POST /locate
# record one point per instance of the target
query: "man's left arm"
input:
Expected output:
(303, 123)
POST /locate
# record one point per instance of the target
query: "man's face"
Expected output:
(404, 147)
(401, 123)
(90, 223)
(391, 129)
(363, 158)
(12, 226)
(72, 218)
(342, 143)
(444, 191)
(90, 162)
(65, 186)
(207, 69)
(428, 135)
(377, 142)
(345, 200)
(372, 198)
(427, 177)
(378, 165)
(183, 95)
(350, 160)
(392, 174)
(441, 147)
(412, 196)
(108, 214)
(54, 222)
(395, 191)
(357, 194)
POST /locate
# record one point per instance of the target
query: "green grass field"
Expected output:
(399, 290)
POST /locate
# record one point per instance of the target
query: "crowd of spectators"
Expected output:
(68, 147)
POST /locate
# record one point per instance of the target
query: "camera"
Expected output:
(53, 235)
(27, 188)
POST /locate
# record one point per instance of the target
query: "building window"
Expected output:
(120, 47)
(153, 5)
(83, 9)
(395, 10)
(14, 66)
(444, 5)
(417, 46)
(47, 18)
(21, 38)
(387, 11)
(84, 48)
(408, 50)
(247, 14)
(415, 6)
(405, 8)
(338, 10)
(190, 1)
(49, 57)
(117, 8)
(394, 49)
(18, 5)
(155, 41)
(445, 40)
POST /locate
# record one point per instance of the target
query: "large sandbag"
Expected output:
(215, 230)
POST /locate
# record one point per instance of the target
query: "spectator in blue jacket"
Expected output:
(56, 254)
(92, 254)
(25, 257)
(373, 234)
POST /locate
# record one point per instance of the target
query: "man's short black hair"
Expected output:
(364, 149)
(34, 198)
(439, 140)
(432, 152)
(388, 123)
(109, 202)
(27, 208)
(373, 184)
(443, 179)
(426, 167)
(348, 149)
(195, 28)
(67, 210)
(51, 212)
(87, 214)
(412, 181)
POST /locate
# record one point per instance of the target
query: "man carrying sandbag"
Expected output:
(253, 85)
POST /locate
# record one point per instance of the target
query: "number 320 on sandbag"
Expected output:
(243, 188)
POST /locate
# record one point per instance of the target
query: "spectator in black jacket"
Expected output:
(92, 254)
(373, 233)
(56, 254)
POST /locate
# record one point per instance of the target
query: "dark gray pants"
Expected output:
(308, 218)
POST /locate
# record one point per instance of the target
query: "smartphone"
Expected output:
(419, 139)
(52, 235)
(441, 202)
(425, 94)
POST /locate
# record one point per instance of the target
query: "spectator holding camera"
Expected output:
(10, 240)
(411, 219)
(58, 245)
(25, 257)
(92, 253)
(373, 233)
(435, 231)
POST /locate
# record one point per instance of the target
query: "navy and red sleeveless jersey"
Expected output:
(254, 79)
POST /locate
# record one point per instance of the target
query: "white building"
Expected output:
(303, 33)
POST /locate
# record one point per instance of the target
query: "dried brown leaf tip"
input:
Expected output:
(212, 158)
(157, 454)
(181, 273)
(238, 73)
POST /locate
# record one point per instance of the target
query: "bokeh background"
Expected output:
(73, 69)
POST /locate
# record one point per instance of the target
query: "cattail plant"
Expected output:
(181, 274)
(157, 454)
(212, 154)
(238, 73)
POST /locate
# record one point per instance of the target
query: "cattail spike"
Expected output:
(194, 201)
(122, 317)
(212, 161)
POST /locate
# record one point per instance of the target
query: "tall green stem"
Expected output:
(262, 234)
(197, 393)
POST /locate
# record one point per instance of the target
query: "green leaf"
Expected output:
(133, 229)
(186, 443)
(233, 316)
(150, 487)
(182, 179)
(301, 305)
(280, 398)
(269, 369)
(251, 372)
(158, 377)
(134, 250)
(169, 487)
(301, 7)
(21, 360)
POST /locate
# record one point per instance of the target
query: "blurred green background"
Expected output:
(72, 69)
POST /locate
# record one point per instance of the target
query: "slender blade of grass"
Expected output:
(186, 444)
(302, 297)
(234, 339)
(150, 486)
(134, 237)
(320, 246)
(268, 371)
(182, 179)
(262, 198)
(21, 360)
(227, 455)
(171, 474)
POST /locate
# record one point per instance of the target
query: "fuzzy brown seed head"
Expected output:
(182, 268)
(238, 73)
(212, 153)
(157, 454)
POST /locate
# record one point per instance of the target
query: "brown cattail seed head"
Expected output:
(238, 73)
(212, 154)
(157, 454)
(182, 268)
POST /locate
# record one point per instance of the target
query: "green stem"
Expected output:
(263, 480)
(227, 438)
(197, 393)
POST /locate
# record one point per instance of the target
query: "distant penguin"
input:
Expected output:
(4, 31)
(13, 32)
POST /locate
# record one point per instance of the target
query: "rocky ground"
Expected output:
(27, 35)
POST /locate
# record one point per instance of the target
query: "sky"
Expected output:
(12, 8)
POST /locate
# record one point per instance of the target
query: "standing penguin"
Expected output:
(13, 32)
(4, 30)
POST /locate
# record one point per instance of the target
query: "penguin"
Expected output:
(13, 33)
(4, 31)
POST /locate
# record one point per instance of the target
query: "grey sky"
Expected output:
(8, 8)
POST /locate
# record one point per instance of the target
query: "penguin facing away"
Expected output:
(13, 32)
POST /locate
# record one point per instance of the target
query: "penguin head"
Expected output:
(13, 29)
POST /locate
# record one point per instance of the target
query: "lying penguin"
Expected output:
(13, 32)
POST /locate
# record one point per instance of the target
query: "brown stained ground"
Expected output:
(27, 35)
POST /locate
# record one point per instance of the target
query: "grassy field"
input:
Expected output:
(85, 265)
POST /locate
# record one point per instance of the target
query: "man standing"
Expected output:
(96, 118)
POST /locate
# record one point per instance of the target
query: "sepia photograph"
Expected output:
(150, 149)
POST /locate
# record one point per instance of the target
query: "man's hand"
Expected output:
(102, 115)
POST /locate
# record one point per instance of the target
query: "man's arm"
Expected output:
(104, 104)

☆ ☆ ☆

• GOAL:
Repeat back the data above, exact to the last character.

• THE OUTPUT:
POST /locate
# record one point per instance of the target
query: "man's left arm"
input:
Expected output:
(303, 123)
POST /locate
# record one point per instance of the target
query: "man's face"
Expected output:
(404, 147)
(401, 123)
(90, 223)
(391, 129)
(363, 158)
(12, 226)
(72, 218)
(342, 143)
(444, 191)
(90, 162)
(65, 186)
(207, 69)
(428, 135)
(377, 142)
(345, 200)
(372, 198)
(427, 177)
(378, 165)
(183, 95)
(350, 160)
(392, 174)
(441, 147)
(412, 196)
(108, 214)
(54, 222)
(395, 191)
(357, 194)
POST /locate
# record one point per instance of the target
query: "green grass field"
Expected output:
(399, 290)
POST /locate
# record one point per instance of the target
query: "crowd of spectators"
Expected output:
(68, 147)
POST /locate
# record one point per instance of the target
query: "camera"
Expected output:
(53, 235)
(27, 188)
POST /locate
# record one point per instance of the target
query: "building window"
Expected output:
(120, 47)
(153, 5)
(83, 9)
(395, 10)
(14, 66)
(444, 5)
(417, 46)
(47, 18)
(21, 38)
(387, 11)
(84, 48)
(408, 50)
(247, 14)
(415, 6)
(405, 8)
(338, 10)
(190, 1)
(49, 57)
(117, 8)
(394, 49)
(18, 5)
(155, 41)
(445, 40)
POST /locate
# record one point per instance of the target
query: "large sandbag"
Expected output:
(215, 230)
POST /locate
# record one point per instance of the target
query: "spectator in blue jacket"
Expected output:
(56, 254)
(92, 254)
(25, 257)
(373, 234)
POST /locate
# record one point per instance of the target
query: "man's short black hair"
Expected output:
(364, 149)
(34, 198)
(439, 140)
(432, 152)
(388, 123)
(109, 202)
(27, 208)
(373, 184)
(443, 179)
(426, 167)
(348, 149)
(195, 28)
(67, 210)
(51, 212)
(87, 214)
(412, 181)
POST /locate
# record one point per instance of the target
query: "man carrying sandbag"
Expected output:
(253, 85)
POST /locate
# record one point per instance of the target
query: "number 320 on sandbag"
Expected output:
(243, 188)
POST /locate
# record one point per instance of the target
query: "spectator in black jacket"
Expected output:
(92, 254)
(373, 233)
(56, 254)
POST /locate
# record one point per instance of the target
query: "dark gray pants"
Expected output:
(308, 218)
POST /locate
# record one point per instance of the target
query: "smartphone"
Expected output:
(419, 139)
(52, 235)
(441, 202)
(425, 94)
POST /locate
# record one point per instance of the target
query: "spectator holding camera"
Expected output:
(10, 240)
(411, 219)
(58, 245)
(25, 257)
(92, 253)
(373, 233)
(435, 231)
POST /locate
# record one point per instance of the target
query: "navy and red sleeveless jersey"
Expected output:
(254, 79)
POST /locate
# record one point per instance of the target
query: "white building"
Expected output:
(303, 33)
POST /locate
# record one point per instance of the target
query: "dried brown leaf tip"
input:
Expected output:
(212, 158)
(157, 454)
(181, 273)
(238, 73)
POST /locate
# record one point per instance of the target
query: "bokeh background"
Expected output:
(73, 69)
POST /locate
# record one point per instance of the target
query: "cattail plant"
Expected output:
(181, 274)
(157, 454)
(212, 154)
(238, 73)
POST /locate
# record one point per instance of the target
query: "cattail spike"
Expected output:
(194, 201)
(122, 317)
(212, 161)
POST /locate
# record one point per instance of the target
query: "tall green stem"
Expected output:
(262, 234)
(197, 393)
POST /locate
# record one point per instance of the target
query: "green leaf"
Expected output:
(133, 229)
(186, 443)
(233, 316)
(150, 487)
(182, 179)
(301, 305)
(280, 398)
(269, 369)
(251, 372)
(158, 377)
(134, 250)
(169, 487)
(301, 7)
(21, 360)
POST /locate
# record one point per instance of the target
query: "blurred green background"
Expected output:
(72, 69)
POST /locate
# record one point per instance of the target
query: "slender blade of grass"
Expected output:
(186, 444)
(302, 297)
(234, 339)
(150, 486)
(134, 237)
(320, 246)
(268, 371)
(182, 179)
(262, 198)
(21, 360)
(227, 455)
(171, 474)
POST /locate
# record one point per instance of the target
query: "fuzzy brown seed head"
Expected output:
(182, 268)
(238, 73)
(212, 153)
(157, 454)
POST /locate
# record one point per instance of the target
query: "brown cattail seed head"
Expected output:
(238, 73)
(212, 154)
(157, 454)
(182, 268)
POST /locate
# record one point per instance of the target
query: "green stem"
Expected output:
(263, 480)
(227, 438)
(197, 393)
POST /locate
# record one point per instance of the target
query: "distant penguin"
input:
Expected output:
(4, 31)
(13, 32)
POST /locate
# record one point per instance of the target
query: "rocky ground"
Expected output:
(27, 35)
POST /locate
# record one point per instance of the target
query: "sky"
Expected output:
(12, 8)
POST /locate
# record one point per instance of the target
query: "standing penguin"
Expected output:
(13, 32)
(4, 30)
POST /locate
# record one point per instance of the target
query: "penguin"
Expected output:
(13, 33)
(4, 31)
POST /locate
# record one point per instance of the target
query: "grey sky"
Expected output:
(8, 8)
POST /locate
# record one point per instance of the target
query: "penguin facing away"
Expected output:
(13, 32)
POST /locate
# record one point per instance of the target
query: "penguin head"
Expected output:
(13, 29)
POST /locate
# record one point per instance of the target
query: "lying penguin"
Expected output:
(13, 32)
POST /locate
# record one point per instance of the target
query: "brown stained ground"
Expected output:
(27, 35)
POST /locate
# record one point per instance of the target
query: "grassy field"
input:
Expected output:
(85, 265)
POST /locate
# record one point per instance of the target
query: "man standing"
Expected output:
(96, 118)
POST /locate
# record one point per instance of the target
query: "sepia photograph"
Expected output:
(150, 149)
POST /locate
# record one point per instance of the target
query: "man's hand"
Expected output:
(102, 115)
POST /locate
# record one point per instance of the target
query: "man's arm"
Expected output:
(104, 104)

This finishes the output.